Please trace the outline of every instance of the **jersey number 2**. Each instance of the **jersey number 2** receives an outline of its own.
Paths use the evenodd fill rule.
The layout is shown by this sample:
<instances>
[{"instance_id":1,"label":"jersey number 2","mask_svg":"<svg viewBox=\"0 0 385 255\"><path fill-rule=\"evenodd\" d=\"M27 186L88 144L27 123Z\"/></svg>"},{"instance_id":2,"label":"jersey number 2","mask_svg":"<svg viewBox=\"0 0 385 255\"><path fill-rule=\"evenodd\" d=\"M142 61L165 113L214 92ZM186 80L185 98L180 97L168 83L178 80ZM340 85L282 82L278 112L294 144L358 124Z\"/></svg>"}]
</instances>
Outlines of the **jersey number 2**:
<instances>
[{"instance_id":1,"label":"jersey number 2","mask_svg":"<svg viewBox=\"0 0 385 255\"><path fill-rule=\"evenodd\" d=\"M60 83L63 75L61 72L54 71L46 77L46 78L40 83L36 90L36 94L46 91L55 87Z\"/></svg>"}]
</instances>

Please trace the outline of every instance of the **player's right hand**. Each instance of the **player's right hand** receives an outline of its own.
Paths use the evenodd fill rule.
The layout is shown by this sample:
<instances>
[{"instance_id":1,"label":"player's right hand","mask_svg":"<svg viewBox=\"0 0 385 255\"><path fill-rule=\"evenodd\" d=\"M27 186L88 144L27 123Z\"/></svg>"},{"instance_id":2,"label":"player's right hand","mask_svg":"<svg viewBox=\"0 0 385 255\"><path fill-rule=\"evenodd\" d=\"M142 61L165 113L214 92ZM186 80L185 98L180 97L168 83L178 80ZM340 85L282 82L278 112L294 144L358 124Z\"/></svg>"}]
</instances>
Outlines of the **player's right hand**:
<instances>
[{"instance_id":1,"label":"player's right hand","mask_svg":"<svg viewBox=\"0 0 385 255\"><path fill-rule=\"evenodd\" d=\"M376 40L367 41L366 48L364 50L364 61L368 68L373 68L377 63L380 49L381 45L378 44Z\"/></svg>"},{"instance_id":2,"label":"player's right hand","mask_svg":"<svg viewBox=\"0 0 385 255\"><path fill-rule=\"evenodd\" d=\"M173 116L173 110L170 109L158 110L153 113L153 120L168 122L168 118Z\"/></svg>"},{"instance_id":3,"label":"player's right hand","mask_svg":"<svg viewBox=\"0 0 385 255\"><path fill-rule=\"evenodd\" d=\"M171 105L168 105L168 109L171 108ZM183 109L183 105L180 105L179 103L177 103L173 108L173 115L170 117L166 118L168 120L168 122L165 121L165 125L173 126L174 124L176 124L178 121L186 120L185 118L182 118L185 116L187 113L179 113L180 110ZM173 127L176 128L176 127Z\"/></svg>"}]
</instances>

====================

Write down all the entries again without a single difference.

Please trace the outline of every instance of the **jersey number 2**. Each instance of the **jersey number 2** receives an outline of its own.
Paths use the evenodd fill rule.
The layout is shown by this sample:
<instances>
[{"instance_id":1,"label":"jersey number 2","mask_svg":"<svg viewBox=\"0 0 385 255\"><path fill-rule=\"evenodd\" d=\"M27 186L88 144L27 123Z\"/></svg>"},{"instance_id":2,"label":"jersey number 2","mask_svg":"<svg viewBox=\"0 0 385 255\"><path fill-rule=\"evenodd\" d=\"M142 61L165 113L214 92ZM186 80L185 98L180 97L168 83L178 80ZM340 85L282 82L278 112L294 144L358 124Z\"/></svg>"}]
</instances>
Outlines of the **jersey number 2**:
<instances>
[{"instance_id":1,"label":"jersey number 2","mask_svg":"<svg viewBox=\"0 0 385 255\"><path fill-rule=\"evenodd\" d=\"M60 83L63 75L61 72L54 71L46 77L46 78L40 83L36 90L36 94L46 91L55 87Z\"/></svg>"}]
</instances>

Please trace the outline of every instance of the **player's right hand**. Each instance of the **player's right hand** receives an outline of its own.
Paths use the evenodd fill rule.
The layout is shown by this sample:
<instances>
[{"instance_id":1,"label":"player's right hand","mask_svg":"<svg viewBox=\"0 0 385 255\"><path fill-rule=\"evenodd\" d=\"M27 186L88 144L27 123Z\"/></svg>"},{"instance_id":2,"label":"player's right hand","mask_svg":"<svg viewBox=\"0 0 385 255\"><path fill-rule=\"evenodd\" d=\"M142 61L165 113L214 92ZM186 80L185 98L180 97L168 83L178 80ZM340 85L282 82L278 112L294 144L358 124Z\"/></svg>"}]
</instances>
Outlines of the **player's right hand**:
<instances>
[{"instance_id":1,"label":"player's right hand","mask_svg":"<svg viewBox=\"0 0 385 255\"><path fill-rule=\"evenodd\" d=\"M376 40L367 41L366 48L364 50L364 61L368 68L373 68L377 63L380 49L381 45L378 44Z\"/></svg>"},{"instance_id":2,"label":"player's right hand","mask_svg":"<svg viewBox=\"0 0 385 255\"><path fill-rule=\"evenodd\" d=\"M173 116L173 110L170 109L158 110L153 113L153 120L168 122L168 118Z\"/></svg>"},{"instance_id":3,"label":"player's right hand","mask_svg":"<svg viewBox=\"0 0 385 255\"><path fill-rule=\"evenodd\" d=\"M171 105L168 105L168 109L171 108ZM183 109L183 105L180 105L179 103L177 103L173 108L173 115L170 117L166 118L168 120L168 122L165 121L165 125L173 126L174 124L176 124L178 121L186 120L185 118L182 118L185 116L187 113L179 113L180 110ZM173 127L176 128L176 127Z\"/></svg>"}]
</instances>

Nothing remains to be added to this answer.